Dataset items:

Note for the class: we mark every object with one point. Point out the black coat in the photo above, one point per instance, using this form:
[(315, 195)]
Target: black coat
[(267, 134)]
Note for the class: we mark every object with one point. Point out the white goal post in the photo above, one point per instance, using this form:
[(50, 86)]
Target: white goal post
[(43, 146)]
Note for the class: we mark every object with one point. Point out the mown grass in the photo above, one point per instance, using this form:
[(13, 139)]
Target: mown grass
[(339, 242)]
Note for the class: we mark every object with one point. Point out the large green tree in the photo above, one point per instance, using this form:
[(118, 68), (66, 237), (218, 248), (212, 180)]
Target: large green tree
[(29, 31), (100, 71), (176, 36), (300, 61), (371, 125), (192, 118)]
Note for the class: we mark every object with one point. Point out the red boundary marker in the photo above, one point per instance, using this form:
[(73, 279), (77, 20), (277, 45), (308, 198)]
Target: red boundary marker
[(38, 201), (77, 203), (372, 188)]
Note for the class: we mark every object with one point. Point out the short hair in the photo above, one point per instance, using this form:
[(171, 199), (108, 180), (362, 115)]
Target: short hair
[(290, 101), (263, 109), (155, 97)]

*Prompt*: Rewrite all the rows above, changing each "Point out" to "Locate" and leaving everything else as it is.

*Task answer*:
Note for the class: we mark every object with one point. Locate the black coat in the photo above, one point per instance, using this form:
[(315, 195)]
Target: black coat
[(267, 134)]
Note for the class: we mark every object with one point. Locate the white goal post in the photo above, one point per instance, using this form:
[(50, 86)]
Target: white goal post
[(43, 146)]
Note for the class: we mark every object with one point. Locate the mown grass in the photo above, one point per instance, using this form:
[(13, 139)]
Target: mown grass
[(339, 242)]
Note for the class: we mark every object with one point. Locate the large green tree in the photo above, one point per instance, using this form:
[(118, 68), (66, 237), (218, 248), (212, 180)]
Target: large green tree
[(29, 31), (100, 71), (176, 36), (300, 61), (371, 125), (192, 118)]
Note for the class: we mark every object with one point. Locate the red boundary marker in the photo above, one point per instance, using this form:
[(73, 279), (77, 20), (277, 45), (308, 198)]
Target: red boundary marker
[(38, 201), (77, 203), (372, 188)]
Note for the class: we mark every object with one point. Locate the short hair in the photo above, one point per instance, using this form:
[(171, 199), (108, 180), (362, 115)]
Target: short hair
[(290, 101), (263, 109), (155, 97)]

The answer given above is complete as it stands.